**GOAL**: Put each line of the listing below into a Markdown table with the columns Row and Line. Number the rows in order, skip blank lines, and leave the pictures out.

**LISTED RECORDS**:
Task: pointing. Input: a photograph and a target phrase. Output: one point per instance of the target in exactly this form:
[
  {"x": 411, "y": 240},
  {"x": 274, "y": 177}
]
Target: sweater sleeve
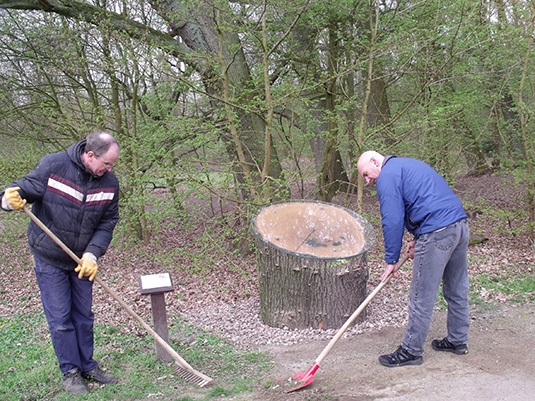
[{"x": 390, "y": 196}]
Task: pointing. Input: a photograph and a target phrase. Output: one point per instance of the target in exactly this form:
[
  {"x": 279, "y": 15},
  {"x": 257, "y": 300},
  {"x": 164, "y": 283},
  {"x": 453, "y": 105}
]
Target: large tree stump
[{"x": 312, "y": 263}]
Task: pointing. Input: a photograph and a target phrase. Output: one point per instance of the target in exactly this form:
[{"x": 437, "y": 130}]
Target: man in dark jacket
[
  {"x": 414, "y": 196},
  {"x": 75, "y": 194}
]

**RESPONSE FOR THIS EXERCISE**:
| Row | Line |
|---|---|
| 1 | Task: pointing. Input: a photograph and a target phrase. Output: one point per instance of the target in exactly this form: |
| 2 | [ |
| 3 |   {"x": 411, "y": 240}, |
| 4 |   {"x": 274, "y": 177} |
| 5 | ] |
| 6 | Target: sweater sleeve |
| 7 | [{"x": 390, "y": 196}] |
| 8 | Task: pointing. Input: a photograph and a target phrase. Output: one point per instance of the target in exactly this form: |
| 9 | [ |
| 10 |   {"x": 279, "y": 15}, |
| 11 |   {"x": 257, "y": 300}, |
| 12 |   {"x": 164, "y": 283}, |
| 13 |   {"x": 453, "y": 105} |
| 14 | ] |
| 15 | Target: large tree stump |
| 16 | [{"x": 312, "y": 263}] |
| 17 | Task: pointing. Input: a photograph and a target phrase. Output: one point per instance of the target in exactly this form: |
| 18 | [{"x": 437, "y": 130}] |
| 19 | Target: man in dark jacket |
| 20 | [ |
| 21 |   {"x": 414, "y": 196}, |
| 22 |   {"x": 75, "y": 194} |
| 23 | ] |